▶ **Reading text**
++++++++++

Jude and I drove down to Dover on the Thursday, just the day before my swim. But on the morning disaster stuck. I had turned over in bed during the night and fallen out, honestly this is something I’ve never done before or since! I landed sorely on my left shoulder. I was in agony and felt such a prat. There was an ache in my shoulder previous to my fall exacerbated by the months of hard training. The fall made things worse but I was determined to start the swim…I’d look such a prat if I pulled out now… but would it hold out?
Jude and I left with a car full of CDs and chatting about everything and anything. In no time at all we were in Canterbury where we were staying overnight.
The Friday came with an early start. I started in the dark at around 5am I Swam, and swan. At one feed I felt myself drifting round so I would be facing back to Dover. I knew to see the white cliffs would not be good psychologically. I resisted. The day turned into a milky day, as if I was swimming in a giant Tupperware box. I was sick, stung by jellyfish. Unlike my first swim a different Mark Blewitt had turned up I was not going to complain I was not going to look around to England, I was going to stay on the same side of the boat, swimming just off the Port side all the way across.
Before my swim I had received encouragement from Alison Streeter MBE who has swum the channel an amazing 42 record breaking times including a two and three way crossings. In the weeks before she had said, “I’ll see you in Dover.” I had though how nice she’ll come to see me off. Wrong she was on the boat as the official CS&PF Observer!

++++++++++

▶ **Data section**
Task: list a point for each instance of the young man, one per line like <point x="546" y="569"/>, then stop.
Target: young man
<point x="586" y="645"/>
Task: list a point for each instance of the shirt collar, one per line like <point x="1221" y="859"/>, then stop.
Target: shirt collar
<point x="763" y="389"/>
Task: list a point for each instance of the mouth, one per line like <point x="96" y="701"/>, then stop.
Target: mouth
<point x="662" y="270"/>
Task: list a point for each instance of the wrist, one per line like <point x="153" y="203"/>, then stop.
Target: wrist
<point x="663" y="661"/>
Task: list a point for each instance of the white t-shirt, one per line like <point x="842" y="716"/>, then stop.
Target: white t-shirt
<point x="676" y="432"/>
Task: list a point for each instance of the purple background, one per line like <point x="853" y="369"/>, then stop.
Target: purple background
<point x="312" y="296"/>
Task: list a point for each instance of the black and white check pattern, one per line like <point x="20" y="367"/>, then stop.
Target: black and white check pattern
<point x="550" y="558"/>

++++++++++

▶ **Action item A**
In the Channel swim account, rewrite the paragraph beginning "Before my swim I had received encouragement" more briefly, keeping its main facts.
▶ **Action item B**
According to the Channel swim account, where did Jude and the writer stay overnight?

▶ **Exercise solution A**
Before the swim, Alison Streeter MBE encouraged the writer. She holds the record of 42 Channel swims, including two- and three-way crossings. She had said, "I'll see you in Dover," and the writer assumed she would come to see them off. Instead, she was on the boat as the official CS&PF Observer.

▶ **Exercise solution B**
Canterbury.